▸ **Given passage**:
■ ■ ■ ■ ■ ■ ■

Flat-bed Scanners – Before printers developed the capability to scan as well as print and copy, folks had to have flat-bed scanner in order to scan and send documents or pictures. When turned on, the bed will light up, and that lighted surface is pretty large. The only downside to this is that the top of the scanner is attached to the bed and isn’t removable. That is about the only issue that will need to be dealt with. Check out thrift stores for these. Most of the time old flat-bed scanners can be picked up for a few dollars.
Storage Box – A clear plastic storage box (generally priced between $10 – $15) can be converted into a light box. You may even have one in your quilt area that’s full of fabric you could shift somewhere else. The box needs to be deep enough and long enough to add the light with a little room to spare. The lid should be flat, so the drawing surface will be smooth. You’ll need a light source to go in the box and there a couple of ways this can be accomplished. You could cut a hole in the side of the box, close to the bottom and insert a light source that plugs into an electrical outlet. However, my favorite light source is this:
These are battery operated and can be purchased at most dollar store establishments. Simply put these in the bottom of the box, press them on, return the lid to the box, and trace away. If the box is big, a couple can be used. And if the light is too bright, just tape down a piece of white paper over the lid to diffuse it a bit.

■ ■ ■ ■ ■ ■ ■

▸ **Extracted data**:
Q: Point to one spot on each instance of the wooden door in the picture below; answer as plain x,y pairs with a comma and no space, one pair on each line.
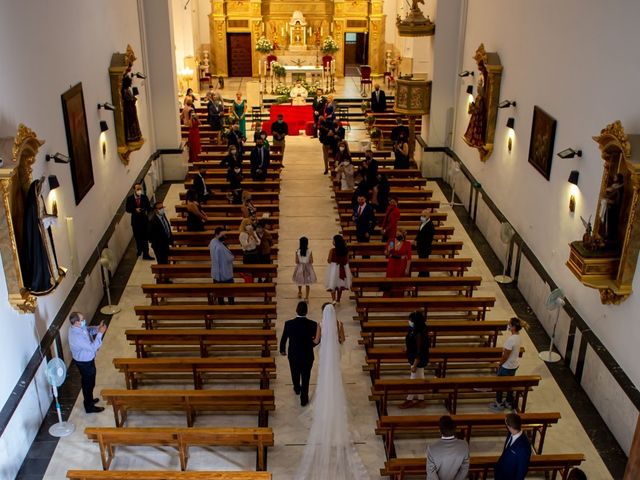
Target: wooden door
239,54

■ ■ ■ ■ ■ ■ ■

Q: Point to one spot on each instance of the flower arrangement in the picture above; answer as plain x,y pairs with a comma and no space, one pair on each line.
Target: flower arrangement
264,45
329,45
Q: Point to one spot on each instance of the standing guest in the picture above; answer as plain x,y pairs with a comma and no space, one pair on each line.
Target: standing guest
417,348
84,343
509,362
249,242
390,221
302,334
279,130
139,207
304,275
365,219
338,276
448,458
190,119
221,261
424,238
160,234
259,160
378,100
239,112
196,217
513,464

■ ■ ■ ■ ■ ■ ■

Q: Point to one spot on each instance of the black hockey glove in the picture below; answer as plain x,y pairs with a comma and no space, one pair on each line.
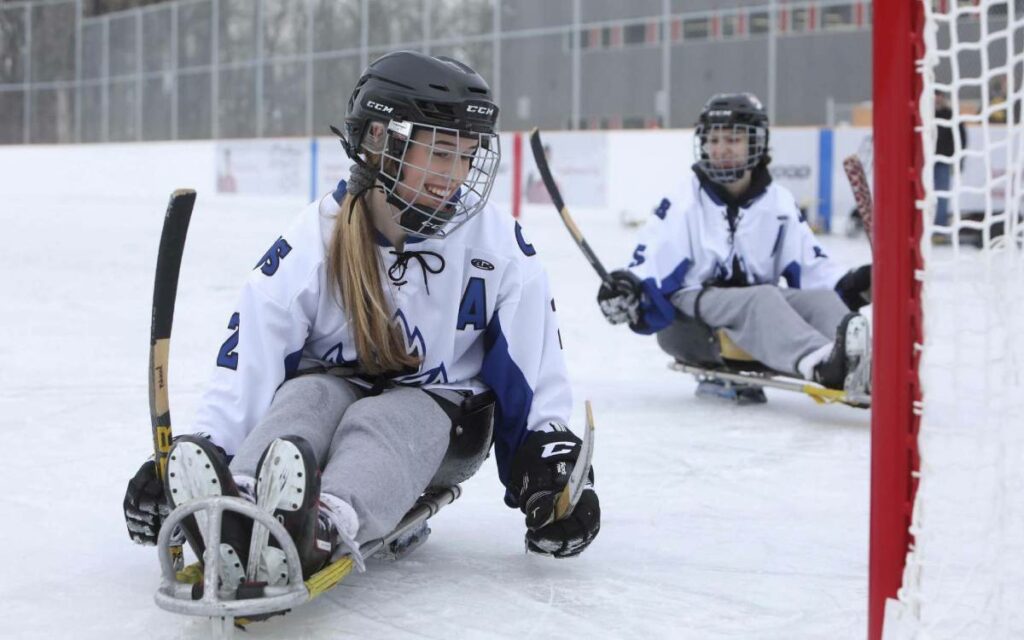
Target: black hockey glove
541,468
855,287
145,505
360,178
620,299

■ ■ ■ ■ ■ ■ ■

▸ **Exercise set**:
A. Answer these questions from the passage on homemade light boxes:
(i) Where does it suggest looking for flat-bed scanners?
(ii) What price range does it give for a clear plastic storage box?
(iii) What does it recommend if the light is too bright?
B. Decide whether each statement agrees with the passage on homemade light boxes, and support each answer with a quotation:
(i) The top of a flat-bed scanner can be removed from the bed.
(ii) The storage box lid should be flat.
(iii) The battery-operated lights are sold only in specialty shops.

▸ **Solutions to the exercise**:
A.
(i) Thrift stores.
(ii) Between $10 and $15.
(iii) Tape a piece of white paper over the lid to diffuse the light.

B.
(i) No: "the top of the scanner is attached to the bed and isn’t removable."
(ii) Yes: "The lid should be flat, so the drawing surface will be smooth."
(iii) No: "can be purchased at most dollar store establishments."